Start Data to use

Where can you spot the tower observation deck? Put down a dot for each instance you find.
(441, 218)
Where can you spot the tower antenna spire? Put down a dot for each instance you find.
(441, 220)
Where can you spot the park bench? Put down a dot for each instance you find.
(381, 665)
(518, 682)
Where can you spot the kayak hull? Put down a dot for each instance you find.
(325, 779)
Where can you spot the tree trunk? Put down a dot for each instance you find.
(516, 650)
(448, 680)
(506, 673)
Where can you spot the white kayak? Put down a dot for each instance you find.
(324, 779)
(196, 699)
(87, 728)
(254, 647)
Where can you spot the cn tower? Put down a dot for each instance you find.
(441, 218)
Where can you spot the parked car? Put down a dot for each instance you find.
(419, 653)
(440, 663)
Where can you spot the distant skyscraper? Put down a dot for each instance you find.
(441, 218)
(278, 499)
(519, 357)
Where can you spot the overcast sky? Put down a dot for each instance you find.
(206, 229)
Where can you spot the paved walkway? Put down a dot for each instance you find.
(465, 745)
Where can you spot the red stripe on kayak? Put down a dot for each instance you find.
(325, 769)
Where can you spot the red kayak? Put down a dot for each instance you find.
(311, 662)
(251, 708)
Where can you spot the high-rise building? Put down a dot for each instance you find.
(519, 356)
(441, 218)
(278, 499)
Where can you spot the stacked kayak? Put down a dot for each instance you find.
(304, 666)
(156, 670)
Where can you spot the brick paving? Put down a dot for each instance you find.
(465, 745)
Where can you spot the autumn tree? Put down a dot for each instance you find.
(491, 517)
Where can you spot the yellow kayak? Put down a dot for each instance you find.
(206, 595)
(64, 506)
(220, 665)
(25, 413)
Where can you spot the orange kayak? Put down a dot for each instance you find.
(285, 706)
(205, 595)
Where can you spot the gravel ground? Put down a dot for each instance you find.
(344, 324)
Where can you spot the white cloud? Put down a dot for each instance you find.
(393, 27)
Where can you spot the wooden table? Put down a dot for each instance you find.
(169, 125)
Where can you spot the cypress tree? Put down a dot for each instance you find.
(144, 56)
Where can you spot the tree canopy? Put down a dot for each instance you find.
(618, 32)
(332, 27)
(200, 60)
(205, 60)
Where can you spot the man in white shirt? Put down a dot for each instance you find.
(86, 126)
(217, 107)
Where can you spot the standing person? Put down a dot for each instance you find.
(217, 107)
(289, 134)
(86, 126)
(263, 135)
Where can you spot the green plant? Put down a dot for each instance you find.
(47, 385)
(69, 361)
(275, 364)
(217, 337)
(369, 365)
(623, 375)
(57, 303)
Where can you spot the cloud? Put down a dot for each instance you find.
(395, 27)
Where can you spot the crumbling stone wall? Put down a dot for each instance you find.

End Data to use

Problem statement >>
Copy all of the data. Keep every word exactly as it is.

Expected answer >>
Where can you spot the tower observation deck? Put down a dot for each instance you find.
(441, 218)
Where can you spot the tower antenna spire? Put down a dot for each instance you find.
(441, 220)
Where can you spot the park bench? Put down a dot for each instance you find.
(381, 665)
(518, 682)
Where can you spot the kayak hull? Put down a dot for each instance you find.
(325, 779)
Where can you spot the tree trunk? Put down a dot for each instance you find.
(516, 650)
(448, 680)
(506, 673)
Where can you spot the white kayak? Put down a dot for each instance you find.
(324, 779)
(196, 699)
(87, 728)
(254, 647)
Where can you spot the cn tower? Put down a dot for each instance you find.
(441, 218)
Where can you spot the parked car? Put down a dot for each instance you find.
(419, 653)
(440, 663)
Where can you spot the distant skyscraper? Put down a dot for each instance you find.
(441, 218)
(278, 499)
(519, 357)
Where can you spot the overcast sky? Put down a dot for each instance you find.
(206, 229)
Where can you spot the paved walkway? Put down a dot for each instance you find.
(465, 745)
Where can you spot the red stripe on kayak? Put down a dot for each instance you find.
(325, 769)
Where can you spot the red kayak? Put down a dot for each instance you find.
(311, 662)
(251, 708)
Where can you spot the high-rise building? Put down a dot for each instance you find.
(519, 356)
(441, 218)
(278, 499)
Where can you spot the stacked kayak? Put down a dot for each instance you find.
(304, 666)
(156, 670)
Where can you spot the brick paving? Put down a dot for each instance you find.
(465, 745)
Where can you spot the autumn tree? Put down a dot for each instance you find.
(491, 517)
Where can you spot the yellow kayak? Put down a dot for each instance you find.
(206, 595)
(64, 506)
(220, 665)
(25, 413)
Where can you spot the orange kayak? Put down a dot for each instance you find.
(285, 706)
(205, 595)
Where can you spot the gravel ground? Put down a dot for each instance you find.
(344, 324)
Where can you spot the white cloud? Put down a dot for each instance you find.
(393, 27)
Where can you spot the wooden table? Put down a dot for each instance you find.
(169, 125)
Where can you spot the cypress tree? Put down a dot for each instance you find.
(144, 56)
Where can you spot the tree canopy? Put down a dot for each instance you find.
(618, 32)
(332, 27)
(200, 60)
(205, 60)
Where can you spot the man in white shirt? Put down a dot for each instance you find.
(86, 126)
(217, 107)
Where can you spot the standing person? Put down a dot for each instance you find.
(217, 107)
(289, 134)
(86, 126)
(263, 135)
Where can you spot the green plant? Put down a dot for each instance you find.
(47, 385)
(69, 361)
(275, 364)
(217, 337)
(369, 365)
(623, 375)
(57, 303)
Where can you spot the cloud? Put down a dot for each instance you find.
(395, 27)
Where can you spot the crumbling stone wall? Put down a dot for each instance you find.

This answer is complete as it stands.